REQUIRED TASK:
Output the listing below line for line, with no changes.

━━ LISTED RECORDS ━━

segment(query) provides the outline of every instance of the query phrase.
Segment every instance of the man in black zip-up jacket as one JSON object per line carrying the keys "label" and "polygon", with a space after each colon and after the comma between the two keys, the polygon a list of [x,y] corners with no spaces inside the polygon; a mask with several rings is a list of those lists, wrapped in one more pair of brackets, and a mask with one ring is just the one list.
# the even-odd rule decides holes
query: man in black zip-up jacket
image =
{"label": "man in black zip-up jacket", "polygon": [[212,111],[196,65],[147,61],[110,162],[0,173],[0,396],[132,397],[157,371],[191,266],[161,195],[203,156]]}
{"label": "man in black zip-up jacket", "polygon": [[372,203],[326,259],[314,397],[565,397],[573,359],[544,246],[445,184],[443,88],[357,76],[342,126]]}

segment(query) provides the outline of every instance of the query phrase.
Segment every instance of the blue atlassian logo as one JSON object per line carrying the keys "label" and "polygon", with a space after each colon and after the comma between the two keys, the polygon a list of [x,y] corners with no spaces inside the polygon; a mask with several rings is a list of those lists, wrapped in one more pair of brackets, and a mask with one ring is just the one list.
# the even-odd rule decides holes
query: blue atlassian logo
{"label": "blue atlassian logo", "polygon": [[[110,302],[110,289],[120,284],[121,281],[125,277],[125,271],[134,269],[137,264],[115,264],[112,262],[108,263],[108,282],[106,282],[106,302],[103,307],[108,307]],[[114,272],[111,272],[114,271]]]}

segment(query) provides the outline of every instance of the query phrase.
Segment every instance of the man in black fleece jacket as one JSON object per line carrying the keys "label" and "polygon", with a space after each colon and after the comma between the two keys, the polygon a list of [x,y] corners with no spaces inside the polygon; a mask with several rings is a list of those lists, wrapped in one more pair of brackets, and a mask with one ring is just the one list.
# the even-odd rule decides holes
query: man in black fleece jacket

━━━

RESULT FOR THIS TASK:
segment(query) provides the outline of every instance of the query phrase.
Segment every instance of the man in black zip-up jacket as one JSON object per line carrying the keys "label" and "polygon", with a space after each colon and after the comma between the two keys, the polygon a list of [x,y] corners with no spaces inside the polygon; a mask with several rings is a list of those lists, wrapped in one more pair of brackets, and a mask with one ring is just the one list.
# the even-odd rule decides holes
query: man in black zip-up jacket
image =
{"label": "man in black zip-up jacket", "polygon": [[212,111],[196,65],[147,61],[110,162],[0,173],[0,396],[132,397],[157,371],[191,266],[161,195],[203,156]]}
{"label": "man in black zip-up jacket", "polygon": [[372,203],[326,259],[314,397],[565,397],[573,359],[544,246],[445,184],[443,88],[357,76],[342,126]]}

segment(query) provides the outline of every instance of the query phrase.
Segment every instance of the blue atlassian logo as one JSON object per line carrying the keys "label" and "polygon", with a space after each colon and after the comma between the two keys, the polygon a list of [x,y] corners with no spaces inside the polygon; a mask with several rings is a list of those lists, wrapped in one more pair of brackets, and a mask with one ring is just the one list.
# the even-odd rule decides holes
query: blue atlassian logo
{"label": "blue atlassian logo", "polygon": [[[110,302],[110,289],[120,284],[121,281],[125,277],[125,271],[134,269],[137,264],[115,264],[112,262],[108,263],[108,282],[106,282],[106,302],[103,307],[108,307]],[[114,272],[111,272],[114,271]]]}

segment(query) provides the outline of every instance of the query phrase.
Segment every instance of the man in black fleece jacket as one JSON object per line carrying the keys "label" and "polygon", with a space after each colon and after the comma between the two keys, the polygon a list of [x,y] corners with no spaces inside the polygon; a mask with several rings is a list of those lists, wrapped in one more pair of brackets, and a mask with one ring is just the one list.
# the even-odd rule decides holes
query: man in black fleece jacket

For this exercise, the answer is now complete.